[Показанный текст]:
◆ ◆ ◆ ◆ ◆
«Может быть, есть фильм, который вам понравился?»
Вот это они и есть: «Фанни и Александр», «Седьмая печать», «Персона». Но «Земляничную поляну» я никогда не мог себя заставить досмотреть. Простите меня все, мне очень стыдно. «Осенняя соната» тоже никак почему-то не идёт. Совершенно никак не идут фильмы, типа «[Девичьего] источника», хотя Иоселиани назвал его лучшим бергмановским фильмом. Ну, как-то ранний Бергман не идёт.
«Возможен ли в русской литературе ренессанс, подобный ренессансу начала прошлого века? Что может к этому привести?»
Ну, не подобный началу прошлого века, а подобный шестидесятым годам позапрошлого века, да, и очень скоро. И своя «Война и мир» у нас будет на материале военном, на материале сорок пятого года. Конечно, будет. Подождите. Когда станет возможно объективно подходить к русской истории, когда случится взрыв очередной оттепели, очередной свободы, будет колоссальное… Уж на что была безысходной русская жизнь в каких-нибудь 1852–1855 годах, а смотрите, какая вспышка уже три года спустя. Всё совершенно очевидно.
«Почему сейчас не пишут поэмы?»
Видите ли, поэма — всё-таки это такой жанр определённой ретардации, определённого отступления всё-таки, перестроения сил. Она наступает в конце бурного лирического периода. Жанр поэмы — это жанр застоя, а нам до этого застоя ещё довольно долго. Это не моя мысль, это мысль Аннинского, и, по-моему, довольно точная. И, кстати говоря, появление таких поэм, как «Возмездие» Блока и «Спекторский» Пастернака, — это как раз знак конца русского Серебряного века. Поэма — жанр угасания оттепельной культуры, жанр, если угодно, лирической капитуляции.
«Что делать, если ты чеховский герой? Неужели просто пропадать?»
◆ ◆ ◆ ◆ ◆
[Записи]:
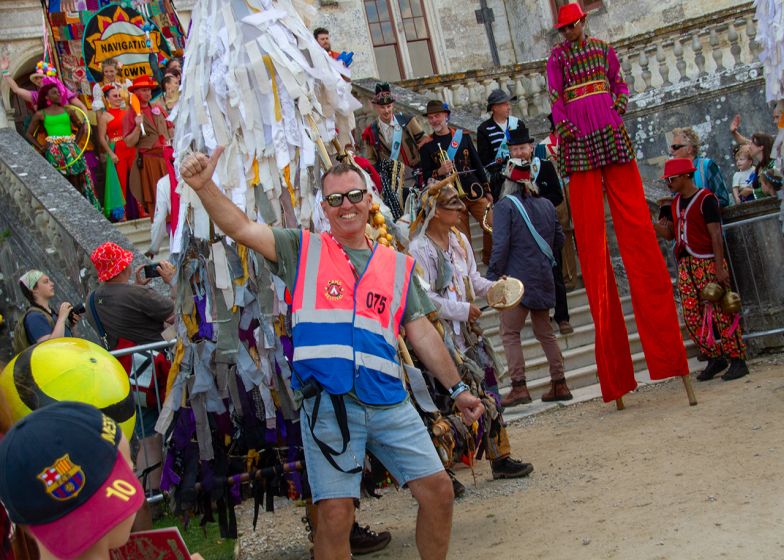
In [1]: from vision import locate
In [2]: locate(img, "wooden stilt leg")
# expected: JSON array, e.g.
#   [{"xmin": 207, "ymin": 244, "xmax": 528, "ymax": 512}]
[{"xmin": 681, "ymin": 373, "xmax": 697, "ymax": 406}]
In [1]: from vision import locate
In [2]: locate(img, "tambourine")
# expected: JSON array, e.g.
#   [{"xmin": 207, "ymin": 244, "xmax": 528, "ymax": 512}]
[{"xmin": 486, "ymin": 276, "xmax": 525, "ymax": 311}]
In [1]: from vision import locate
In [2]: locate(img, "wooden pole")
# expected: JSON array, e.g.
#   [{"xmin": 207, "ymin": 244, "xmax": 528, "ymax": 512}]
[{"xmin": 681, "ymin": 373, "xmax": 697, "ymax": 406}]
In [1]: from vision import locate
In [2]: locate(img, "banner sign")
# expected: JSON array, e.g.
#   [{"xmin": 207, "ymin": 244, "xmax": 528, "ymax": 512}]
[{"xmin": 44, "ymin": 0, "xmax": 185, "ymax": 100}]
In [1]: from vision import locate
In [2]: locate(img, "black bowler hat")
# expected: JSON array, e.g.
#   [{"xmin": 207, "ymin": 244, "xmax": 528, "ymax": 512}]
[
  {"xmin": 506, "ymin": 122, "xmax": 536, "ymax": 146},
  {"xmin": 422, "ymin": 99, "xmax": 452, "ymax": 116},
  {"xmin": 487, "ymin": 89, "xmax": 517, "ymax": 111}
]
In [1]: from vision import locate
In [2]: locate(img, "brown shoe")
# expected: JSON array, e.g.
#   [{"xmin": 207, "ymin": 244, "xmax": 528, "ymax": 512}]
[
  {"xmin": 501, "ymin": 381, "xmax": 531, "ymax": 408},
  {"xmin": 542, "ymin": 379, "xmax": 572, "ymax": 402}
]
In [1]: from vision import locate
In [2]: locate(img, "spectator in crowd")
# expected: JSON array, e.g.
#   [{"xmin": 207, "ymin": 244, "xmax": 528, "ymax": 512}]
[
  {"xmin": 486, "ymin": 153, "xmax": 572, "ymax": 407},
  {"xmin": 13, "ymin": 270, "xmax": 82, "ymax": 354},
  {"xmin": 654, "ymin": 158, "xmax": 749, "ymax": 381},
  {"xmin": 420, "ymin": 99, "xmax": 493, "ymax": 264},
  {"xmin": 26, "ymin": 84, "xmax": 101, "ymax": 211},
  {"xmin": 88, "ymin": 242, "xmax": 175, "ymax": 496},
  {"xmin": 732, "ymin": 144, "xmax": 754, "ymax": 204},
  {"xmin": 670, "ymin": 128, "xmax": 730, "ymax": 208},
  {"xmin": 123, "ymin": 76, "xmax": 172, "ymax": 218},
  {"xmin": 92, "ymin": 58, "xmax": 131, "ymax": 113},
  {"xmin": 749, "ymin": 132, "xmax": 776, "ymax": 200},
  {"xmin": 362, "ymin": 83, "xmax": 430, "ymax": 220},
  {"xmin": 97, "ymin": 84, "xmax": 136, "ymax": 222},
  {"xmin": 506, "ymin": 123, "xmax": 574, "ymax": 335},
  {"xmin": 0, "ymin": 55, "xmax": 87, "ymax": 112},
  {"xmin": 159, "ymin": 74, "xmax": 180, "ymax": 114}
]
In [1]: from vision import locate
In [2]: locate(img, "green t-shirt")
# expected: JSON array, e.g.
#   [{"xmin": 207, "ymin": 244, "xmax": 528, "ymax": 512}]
◆ ◆ ◆ ◆ ◆
[Задание]:
Продолжите приведённый выше текст с вопросами и ответами о Бергмане, русской литературе и поэмах, начав сразу после его последней строки.

[Ожидаемый ответ]:
Да ну! Чеховские герои часто неотразимые любовники, свободные и героически люди. Разные бывают чеховские герои. Бывает архиерей. Бывает герой «Припадка», будущее которого очень неоднозначно и очень непредсказуемо. Бывает герой «Лошадиной фамилии», которому удалось всё-таки вспомнить всё. Нет, чеховские герои разные, иногда очень светлые. Понимаете, а вот чеховские герои Рагин и Громов? Но чеховские герои — ведь это и герои «Чёрного монаха», например. У него разные есть персонажи. Кстати, Громов — это автопортрет, мне кажется. И в этом смысле Чехов изобразил очень обаятельного и прекрасного больного человека. А Симеонов-Пищик что, не чеховский герой, счастливец как бы?
Я вот детей давеча спросил: в «Вишнёвом саде» кто автопортрет? Шарлотта и Симеонов-Пищик. Хотя многие дети, кстати говоря, считают (вот ребёнок один у меня делал доклад недавно, неделю назад как раз), что в первой части «Вишнёвого сада» протагонист — Трофимов, а во второй — Лопахин. Минкин вообще считает (поздравляю его с семидесятилетием, кстати), что Лопахин — автопортрет. Я считаю, что Трофимов и Лопахин. Но по-настоящему, конечно, мне-то всегда кажется, что протагонист — Шарлотта. Вот она самый свободный герой, самый циничный и самый весёлый.
«В передаче «Пресс-клуб» вы однажды сказали, что Пушкин всегда оставлял в шапке нищего не меньше 25 рублей. Получается, он хотел откупиться от судьбы?»
Нет, я не помню, чтобы я такое говорил, но он подавал нищим, и довольно щедро. Да, откупиться — как человек суеверный. Помните у Слепаковой «Освобождение снегиря»? Очень диссидентские стихи. И вообще не понятно, как их в Петербурге в 1975 году в книге напечатали. Да ещё она и называется «Освобождение снегиря», вторая книга Слепаковой.
Снегирь средь розоватых пташек,
Как гирька розовая, тяжек,
Сидит базарный, расписной,
Хрестоматийный, нелесной.
В руке я взвешу птицу эту,
Потом подброшу, как монету,
В сверкающую вышину,
Как в море гривенник, швырну!
Январским утром снегирёвым,
Над городским трамвайным рёвом
Летай, мой бедный снегирёк!
Залог, и лепта, и упрёк.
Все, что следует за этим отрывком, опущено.